• Problem statement
Filter the data below, copying out each line that contains the word "tree".

- - - -

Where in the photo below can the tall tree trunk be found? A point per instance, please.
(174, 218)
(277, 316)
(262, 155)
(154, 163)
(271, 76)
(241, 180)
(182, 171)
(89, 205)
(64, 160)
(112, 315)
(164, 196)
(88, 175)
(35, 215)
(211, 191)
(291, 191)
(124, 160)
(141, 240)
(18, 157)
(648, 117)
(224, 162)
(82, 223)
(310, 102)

- - - -

• Worked solution
Where in the photo below can the tall tree trunk be found? A point per instance, please.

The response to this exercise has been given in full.